- Tareas por hacer -
a - Vuelve a escribir el fragmento entre "La política, en" y "sal y el agua.", ambos incluidos, y sustituye "Presidente" por "Mandatario".
b - Según el fragmento, ¿cuántos meses lleva el IMACEC en negativo?

Tampoco la ira desatada contra los políticos, la desigualdad social percibida, las bajas pensiones, las listas de espera en salud, ni la frustración de las nuevas generaciones son mono causas del estallido.

Pero cuando todo ese listado de hechos impacta persistentemente y en un mismo tiempo al conjunto de la sociedad, la subjetividad colectiva estresada se transforma en una bomba de tiempo. Una bomba ensamblada por situaciones estructurales, a veces endémicas, y otras acelerantes.

Esa bomba hizo explosión el 2019 y la respuesta de la política fue una nueva Constitución como rito de paso y una generación joven como nueva elite gobernante.

Visto así, y a casi cuatro años del estallido social, cae de cajón la pregunta: ¿en qué estamos?

Partamos por lo más evidente. La respuesta constitucional ya no fue. Desde las expectativas que en su inicio generaba una nueva Constitución, pasamos a la desilusión tras la fallida y cuestionada Convención. Ahora, como bien muestra la encuesta CEP, la desilusión ha dado paso a la indiferencia, al ninguneo constitucional.

Pase lo que pase con este segundo proceso, una nueva Constitución no se vivirá como un logró colectivo, y difícilmente funcionará como válvula para descomprimir presión.

Sigamos con algunas de las causas estructurales del malestar. La educación no da pie con bola. Los resultados del SIMCE son elocuentes al respecto. Los niños cada vez entienden menos lo que leen y retroceden en matemáticas. Como si fuera poco, la deserción escolar aumenta y la educación superior apenas opera como niveladora de las disminuidas competencias basales que se traen de la educación media. El resultado: frustración profesional y laboral.

La salud sigue dando la hora con las listas de espera. Estamos en medio de una crisis a la que además se añade la incertidumbre por un posible colapso de las Isapres que, de paso, podrían llevarse consigo algunos centros de salud.

Y si bien en pensiones la PGU algo descomprimió, nadie duda de que se requiere una reforma. Pero con el encono y contumacia política vigente, todo indica que la tercera tampoco será la vencida.

Le economía no crece. Llevamos cinco meses con un IMACEC negativo y, por más que baje la inflación, sin crecimiento no habrá nuevos empleos. Claro, la CASEN mostró una reducción de la pobreza, pero la verdad es que esta fue a punta de apoyos fiscales y con alzas en las imputaciones de arriendos. Y, la gran clase media, sin mayores apoyos, sigue pagando los costos inflacionarios, con sueldos estancados y un desempleo que no cede.

La política, en tanto, sigue en el fango. Cada vez más polarizada, con una oposición que pelea por quien es más dura con el gobierno y un gobierno que no asume que ya no puede gobernar con dos almas. El resultado es que por la mañana el Presidente habla de un pacto fiscal invitando al diálogo en el mismo acto en que le pega “raspacachos” a la oposición y esta responde en la tarde negándole la sal y el agua.

¿Qué colige el ciudadano de a pie? Que aquí nada pasa, vamos acumulando rabia.

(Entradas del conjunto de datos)
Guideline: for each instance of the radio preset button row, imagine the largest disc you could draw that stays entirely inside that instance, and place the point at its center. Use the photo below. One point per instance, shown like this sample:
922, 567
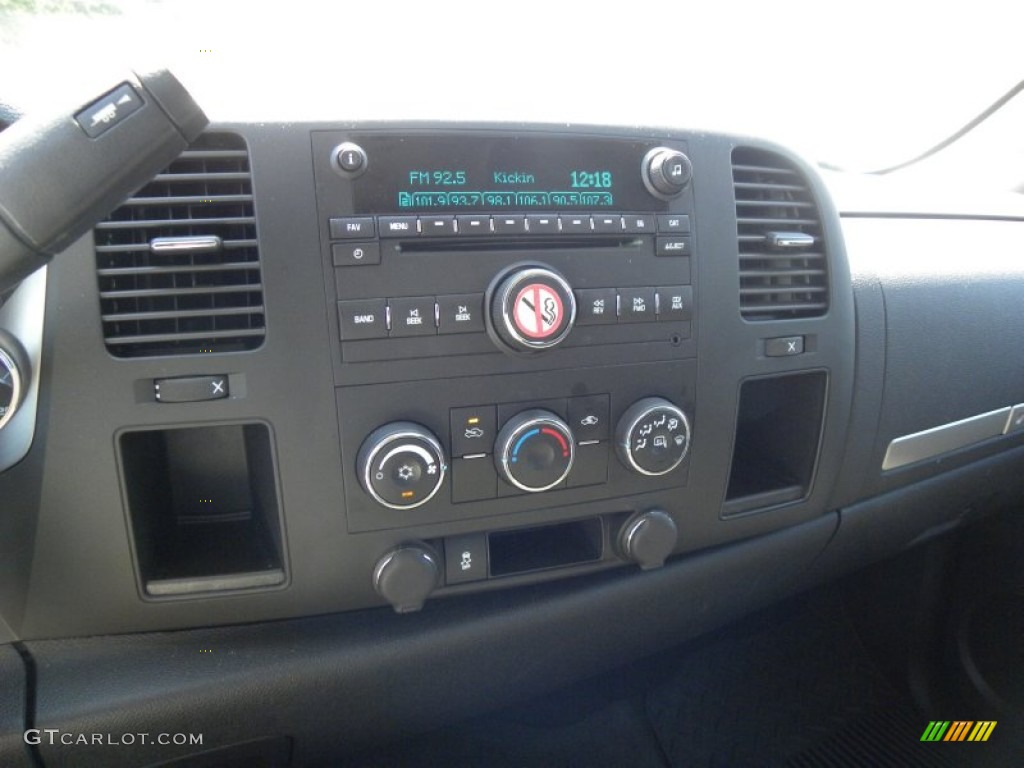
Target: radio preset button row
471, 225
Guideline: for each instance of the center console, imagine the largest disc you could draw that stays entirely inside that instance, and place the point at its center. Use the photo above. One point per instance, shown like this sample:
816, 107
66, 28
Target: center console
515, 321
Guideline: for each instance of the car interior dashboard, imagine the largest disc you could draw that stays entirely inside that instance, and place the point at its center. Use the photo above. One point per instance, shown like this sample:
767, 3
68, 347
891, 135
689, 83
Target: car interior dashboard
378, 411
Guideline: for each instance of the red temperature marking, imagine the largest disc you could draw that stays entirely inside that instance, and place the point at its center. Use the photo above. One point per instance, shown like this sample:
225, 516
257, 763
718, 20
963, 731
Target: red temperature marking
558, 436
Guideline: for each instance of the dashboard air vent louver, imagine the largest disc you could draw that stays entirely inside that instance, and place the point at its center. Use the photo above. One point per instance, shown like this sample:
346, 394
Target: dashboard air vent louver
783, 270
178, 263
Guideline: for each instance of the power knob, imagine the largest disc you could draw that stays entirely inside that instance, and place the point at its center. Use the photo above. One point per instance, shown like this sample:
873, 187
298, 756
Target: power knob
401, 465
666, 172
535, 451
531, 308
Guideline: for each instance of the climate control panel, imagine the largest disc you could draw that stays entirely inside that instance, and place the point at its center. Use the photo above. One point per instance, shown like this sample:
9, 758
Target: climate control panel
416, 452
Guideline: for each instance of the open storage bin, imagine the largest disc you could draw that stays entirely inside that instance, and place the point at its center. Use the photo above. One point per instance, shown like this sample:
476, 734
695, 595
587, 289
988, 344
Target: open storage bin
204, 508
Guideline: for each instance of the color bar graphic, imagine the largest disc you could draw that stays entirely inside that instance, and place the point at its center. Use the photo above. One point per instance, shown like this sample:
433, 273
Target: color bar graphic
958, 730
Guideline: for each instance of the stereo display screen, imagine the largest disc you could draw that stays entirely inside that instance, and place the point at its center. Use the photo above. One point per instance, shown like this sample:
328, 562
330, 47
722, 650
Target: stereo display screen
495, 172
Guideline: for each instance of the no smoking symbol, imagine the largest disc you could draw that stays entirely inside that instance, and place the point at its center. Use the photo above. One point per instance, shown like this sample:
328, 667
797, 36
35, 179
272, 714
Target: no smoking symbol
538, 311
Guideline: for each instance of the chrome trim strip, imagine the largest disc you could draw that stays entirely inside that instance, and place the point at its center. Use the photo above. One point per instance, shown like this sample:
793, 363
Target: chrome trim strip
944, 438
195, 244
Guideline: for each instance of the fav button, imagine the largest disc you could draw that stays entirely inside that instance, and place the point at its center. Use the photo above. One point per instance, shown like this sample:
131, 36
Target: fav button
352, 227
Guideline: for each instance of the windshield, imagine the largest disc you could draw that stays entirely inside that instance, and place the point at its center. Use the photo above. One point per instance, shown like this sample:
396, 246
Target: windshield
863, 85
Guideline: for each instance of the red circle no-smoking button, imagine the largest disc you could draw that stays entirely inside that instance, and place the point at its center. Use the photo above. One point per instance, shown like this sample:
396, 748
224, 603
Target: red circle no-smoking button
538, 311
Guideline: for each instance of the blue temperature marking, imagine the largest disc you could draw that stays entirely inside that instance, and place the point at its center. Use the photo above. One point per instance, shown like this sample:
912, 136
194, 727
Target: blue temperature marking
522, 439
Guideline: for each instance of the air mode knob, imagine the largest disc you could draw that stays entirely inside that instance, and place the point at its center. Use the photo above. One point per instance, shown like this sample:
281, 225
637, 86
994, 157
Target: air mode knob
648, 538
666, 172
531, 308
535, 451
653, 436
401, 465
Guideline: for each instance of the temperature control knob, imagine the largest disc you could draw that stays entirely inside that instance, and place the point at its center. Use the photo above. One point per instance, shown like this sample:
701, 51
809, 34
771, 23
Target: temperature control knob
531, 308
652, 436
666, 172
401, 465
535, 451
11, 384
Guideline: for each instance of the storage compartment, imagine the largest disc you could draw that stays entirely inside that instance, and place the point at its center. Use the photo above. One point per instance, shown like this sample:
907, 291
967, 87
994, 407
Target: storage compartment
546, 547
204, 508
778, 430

* * *

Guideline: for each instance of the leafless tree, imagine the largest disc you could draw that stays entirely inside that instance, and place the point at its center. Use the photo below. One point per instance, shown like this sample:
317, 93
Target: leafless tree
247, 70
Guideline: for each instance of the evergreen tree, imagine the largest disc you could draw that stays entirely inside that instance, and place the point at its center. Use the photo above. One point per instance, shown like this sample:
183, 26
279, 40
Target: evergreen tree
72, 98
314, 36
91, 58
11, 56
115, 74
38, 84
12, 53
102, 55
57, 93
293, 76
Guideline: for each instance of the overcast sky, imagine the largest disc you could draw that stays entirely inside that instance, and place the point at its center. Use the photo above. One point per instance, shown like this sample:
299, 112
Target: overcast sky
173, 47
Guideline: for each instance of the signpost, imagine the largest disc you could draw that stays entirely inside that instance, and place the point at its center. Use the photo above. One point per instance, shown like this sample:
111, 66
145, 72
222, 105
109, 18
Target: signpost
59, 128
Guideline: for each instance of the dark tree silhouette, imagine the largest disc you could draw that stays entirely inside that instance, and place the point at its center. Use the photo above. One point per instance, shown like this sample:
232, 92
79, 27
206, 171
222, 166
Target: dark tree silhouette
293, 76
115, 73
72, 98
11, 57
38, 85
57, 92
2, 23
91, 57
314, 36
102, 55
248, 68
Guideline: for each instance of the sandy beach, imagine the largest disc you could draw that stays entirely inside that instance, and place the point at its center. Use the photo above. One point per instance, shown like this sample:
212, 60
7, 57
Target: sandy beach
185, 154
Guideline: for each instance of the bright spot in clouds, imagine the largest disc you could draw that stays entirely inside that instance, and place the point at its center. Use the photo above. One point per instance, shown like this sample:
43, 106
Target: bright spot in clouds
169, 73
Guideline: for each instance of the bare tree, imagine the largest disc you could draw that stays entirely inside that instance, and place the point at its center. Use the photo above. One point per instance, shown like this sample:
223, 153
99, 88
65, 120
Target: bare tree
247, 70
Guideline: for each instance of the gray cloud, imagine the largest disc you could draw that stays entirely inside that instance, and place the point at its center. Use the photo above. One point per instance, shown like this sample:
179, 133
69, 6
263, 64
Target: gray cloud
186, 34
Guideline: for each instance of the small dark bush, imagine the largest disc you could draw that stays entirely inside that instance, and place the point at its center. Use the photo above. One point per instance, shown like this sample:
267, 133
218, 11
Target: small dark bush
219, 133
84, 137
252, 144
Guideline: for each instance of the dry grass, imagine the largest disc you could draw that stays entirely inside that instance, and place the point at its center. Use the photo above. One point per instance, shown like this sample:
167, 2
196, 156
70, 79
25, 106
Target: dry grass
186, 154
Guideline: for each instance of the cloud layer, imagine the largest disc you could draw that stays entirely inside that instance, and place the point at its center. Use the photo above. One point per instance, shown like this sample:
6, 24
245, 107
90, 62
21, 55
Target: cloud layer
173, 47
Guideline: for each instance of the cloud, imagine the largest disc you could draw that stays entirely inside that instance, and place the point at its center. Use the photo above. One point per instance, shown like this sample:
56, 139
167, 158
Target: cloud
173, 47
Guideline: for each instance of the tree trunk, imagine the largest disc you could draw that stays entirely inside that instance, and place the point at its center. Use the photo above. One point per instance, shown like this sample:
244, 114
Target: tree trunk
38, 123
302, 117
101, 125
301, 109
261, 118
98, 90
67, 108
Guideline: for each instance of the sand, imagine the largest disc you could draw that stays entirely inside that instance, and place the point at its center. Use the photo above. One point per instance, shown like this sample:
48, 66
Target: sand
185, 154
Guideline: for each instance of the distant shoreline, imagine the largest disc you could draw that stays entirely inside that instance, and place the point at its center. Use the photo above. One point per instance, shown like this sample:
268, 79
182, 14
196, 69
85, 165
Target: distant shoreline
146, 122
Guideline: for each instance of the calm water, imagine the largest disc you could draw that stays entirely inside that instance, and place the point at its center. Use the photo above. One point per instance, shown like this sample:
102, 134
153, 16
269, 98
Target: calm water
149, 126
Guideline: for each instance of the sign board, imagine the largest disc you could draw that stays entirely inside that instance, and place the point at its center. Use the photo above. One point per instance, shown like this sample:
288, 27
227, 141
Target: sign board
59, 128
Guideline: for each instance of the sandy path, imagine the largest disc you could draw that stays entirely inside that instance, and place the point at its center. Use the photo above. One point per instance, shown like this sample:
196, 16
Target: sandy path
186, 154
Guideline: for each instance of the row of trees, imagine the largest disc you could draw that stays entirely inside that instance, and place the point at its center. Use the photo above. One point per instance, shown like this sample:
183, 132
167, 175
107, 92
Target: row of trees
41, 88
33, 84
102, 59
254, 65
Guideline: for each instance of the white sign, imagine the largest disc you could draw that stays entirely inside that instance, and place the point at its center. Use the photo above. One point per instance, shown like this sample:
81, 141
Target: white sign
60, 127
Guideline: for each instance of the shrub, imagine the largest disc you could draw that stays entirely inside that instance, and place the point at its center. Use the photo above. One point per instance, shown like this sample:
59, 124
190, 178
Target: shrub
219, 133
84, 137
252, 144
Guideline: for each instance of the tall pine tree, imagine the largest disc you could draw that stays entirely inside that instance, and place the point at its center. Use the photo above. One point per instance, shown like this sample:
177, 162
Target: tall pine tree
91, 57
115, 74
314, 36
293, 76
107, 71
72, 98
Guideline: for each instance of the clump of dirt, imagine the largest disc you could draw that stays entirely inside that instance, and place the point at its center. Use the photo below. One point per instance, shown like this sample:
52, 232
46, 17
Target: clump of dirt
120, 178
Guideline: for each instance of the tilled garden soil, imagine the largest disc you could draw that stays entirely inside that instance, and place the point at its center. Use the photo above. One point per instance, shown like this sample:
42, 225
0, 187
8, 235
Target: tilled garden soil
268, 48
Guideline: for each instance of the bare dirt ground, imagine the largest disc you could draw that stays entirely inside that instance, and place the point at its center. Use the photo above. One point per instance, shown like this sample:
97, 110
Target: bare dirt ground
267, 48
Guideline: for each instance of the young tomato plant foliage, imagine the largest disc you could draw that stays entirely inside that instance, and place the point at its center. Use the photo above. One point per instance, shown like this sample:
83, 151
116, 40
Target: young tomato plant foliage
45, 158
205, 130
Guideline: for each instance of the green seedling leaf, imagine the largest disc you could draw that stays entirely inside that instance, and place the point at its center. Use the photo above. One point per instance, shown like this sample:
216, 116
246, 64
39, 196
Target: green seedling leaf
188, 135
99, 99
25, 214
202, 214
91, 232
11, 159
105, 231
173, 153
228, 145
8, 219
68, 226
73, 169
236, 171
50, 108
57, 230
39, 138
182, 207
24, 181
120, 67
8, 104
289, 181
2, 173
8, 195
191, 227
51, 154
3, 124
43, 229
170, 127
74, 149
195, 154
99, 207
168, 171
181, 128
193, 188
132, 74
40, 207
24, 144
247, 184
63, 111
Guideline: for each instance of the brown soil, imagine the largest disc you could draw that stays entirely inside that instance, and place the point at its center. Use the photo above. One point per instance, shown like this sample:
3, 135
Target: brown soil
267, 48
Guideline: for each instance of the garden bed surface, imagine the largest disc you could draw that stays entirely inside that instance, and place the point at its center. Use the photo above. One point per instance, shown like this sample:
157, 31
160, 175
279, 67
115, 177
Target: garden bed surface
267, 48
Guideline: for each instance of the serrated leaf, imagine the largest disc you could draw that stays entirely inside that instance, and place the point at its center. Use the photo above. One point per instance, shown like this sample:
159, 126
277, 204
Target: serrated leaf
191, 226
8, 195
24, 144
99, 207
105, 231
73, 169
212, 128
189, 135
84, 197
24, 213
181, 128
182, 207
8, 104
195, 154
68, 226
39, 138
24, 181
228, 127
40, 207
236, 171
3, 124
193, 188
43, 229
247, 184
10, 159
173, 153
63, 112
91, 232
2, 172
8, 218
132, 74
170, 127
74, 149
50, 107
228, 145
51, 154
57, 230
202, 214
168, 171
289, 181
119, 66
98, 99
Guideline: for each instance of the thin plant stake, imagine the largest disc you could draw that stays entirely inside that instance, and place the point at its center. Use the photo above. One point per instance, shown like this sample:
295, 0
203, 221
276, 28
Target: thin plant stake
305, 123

---

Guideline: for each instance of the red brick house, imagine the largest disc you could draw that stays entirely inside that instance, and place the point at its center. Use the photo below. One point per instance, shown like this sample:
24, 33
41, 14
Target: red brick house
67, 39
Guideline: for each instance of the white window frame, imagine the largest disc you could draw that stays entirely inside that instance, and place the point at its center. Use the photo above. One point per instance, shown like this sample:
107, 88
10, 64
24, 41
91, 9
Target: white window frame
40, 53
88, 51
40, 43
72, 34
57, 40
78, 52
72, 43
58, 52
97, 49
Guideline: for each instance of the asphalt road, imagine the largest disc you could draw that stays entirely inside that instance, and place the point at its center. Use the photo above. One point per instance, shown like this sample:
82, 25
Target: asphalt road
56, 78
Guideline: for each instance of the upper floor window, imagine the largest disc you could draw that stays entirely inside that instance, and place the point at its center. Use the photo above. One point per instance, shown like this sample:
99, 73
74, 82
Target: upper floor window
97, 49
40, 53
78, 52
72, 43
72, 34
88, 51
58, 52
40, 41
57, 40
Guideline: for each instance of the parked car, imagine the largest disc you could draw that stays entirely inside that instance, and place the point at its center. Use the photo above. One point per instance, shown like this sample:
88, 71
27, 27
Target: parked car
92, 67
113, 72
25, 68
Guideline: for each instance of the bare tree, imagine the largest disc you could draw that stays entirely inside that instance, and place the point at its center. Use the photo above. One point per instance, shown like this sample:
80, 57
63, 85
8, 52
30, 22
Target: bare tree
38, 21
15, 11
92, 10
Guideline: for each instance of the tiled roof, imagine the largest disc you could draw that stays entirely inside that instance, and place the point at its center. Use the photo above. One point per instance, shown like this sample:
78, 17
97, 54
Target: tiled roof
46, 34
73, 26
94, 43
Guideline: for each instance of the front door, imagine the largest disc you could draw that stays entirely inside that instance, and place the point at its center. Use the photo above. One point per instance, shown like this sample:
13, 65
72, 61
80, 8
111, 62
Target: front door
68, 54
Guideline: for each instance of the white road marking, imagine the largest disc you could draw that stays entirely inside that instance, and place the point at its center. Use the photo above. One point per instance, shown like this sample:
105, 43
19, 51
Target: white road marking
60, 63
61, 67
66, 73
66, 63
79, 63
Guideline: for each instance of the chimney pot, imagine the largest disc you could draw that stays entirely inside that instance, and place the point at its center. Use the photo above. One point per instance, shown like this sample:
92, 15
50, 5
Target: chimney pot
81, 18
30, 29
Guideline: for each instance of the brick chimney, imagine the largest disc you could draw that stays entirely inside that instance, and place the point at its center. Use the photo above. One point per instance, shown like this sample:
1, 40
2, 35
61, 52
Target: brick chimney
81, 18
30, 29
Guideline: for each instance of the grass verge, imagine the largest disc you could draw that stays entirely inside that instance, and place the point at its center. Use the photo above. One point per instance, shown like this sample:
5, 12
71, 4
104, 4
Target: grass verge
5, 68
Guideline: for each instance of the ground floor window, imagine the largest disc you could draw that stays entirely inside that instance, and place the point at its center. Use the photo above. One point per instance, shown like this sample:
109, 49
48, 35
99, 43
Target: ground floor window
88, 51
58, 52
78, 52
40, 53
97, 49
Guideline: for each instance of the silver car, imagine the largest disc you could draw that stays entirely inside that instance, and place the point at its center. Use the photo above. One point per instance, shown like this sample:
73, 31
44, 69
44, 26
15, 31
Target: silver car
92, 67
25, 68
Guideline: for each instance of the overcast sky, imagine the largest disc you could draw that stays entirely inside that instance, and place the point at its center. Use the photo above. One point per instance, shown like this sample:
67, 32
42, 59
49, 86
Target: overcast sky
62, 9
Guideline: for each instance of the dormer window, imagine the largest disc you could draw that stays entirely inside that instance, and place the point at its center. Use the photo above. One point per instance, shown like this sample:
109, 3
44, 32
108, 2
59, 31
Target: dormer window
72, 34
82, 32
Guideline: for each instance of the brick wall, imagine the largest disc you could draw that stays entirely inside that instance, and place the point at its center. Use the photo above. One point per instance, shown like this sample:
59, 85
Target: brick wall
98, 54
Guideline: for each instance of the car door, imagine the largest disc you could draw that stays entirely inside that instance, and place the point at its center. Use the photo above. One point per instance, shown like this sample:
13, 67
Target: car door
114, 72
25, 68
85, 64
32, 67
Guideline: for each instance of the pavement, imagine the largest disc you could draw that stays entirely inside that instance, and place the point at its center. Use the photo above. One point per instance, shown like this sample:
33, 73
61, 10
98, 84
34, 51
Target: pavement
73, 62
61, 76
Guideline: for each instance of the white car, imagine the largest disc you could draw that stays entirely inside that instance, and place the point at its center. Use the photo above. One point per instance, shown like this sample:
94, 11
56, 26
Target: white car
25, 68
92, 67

- Tus respuestas -
a -
La política, en tanto, sigue en el fango. Cada vez más polarizada, con una oposición que pelea por quien es más dura con el gobierno y un gobierno que no asume que ya no puede gobernar con dos almas. El resultado es que por la mañana el Mandatario habla de un pacto fiscal invitando al diálogo en el mismo acto en que le pega “raspacachos” a la oposición y esta responde en la tarde negándole la sal y el agua.

b - Cinco meses.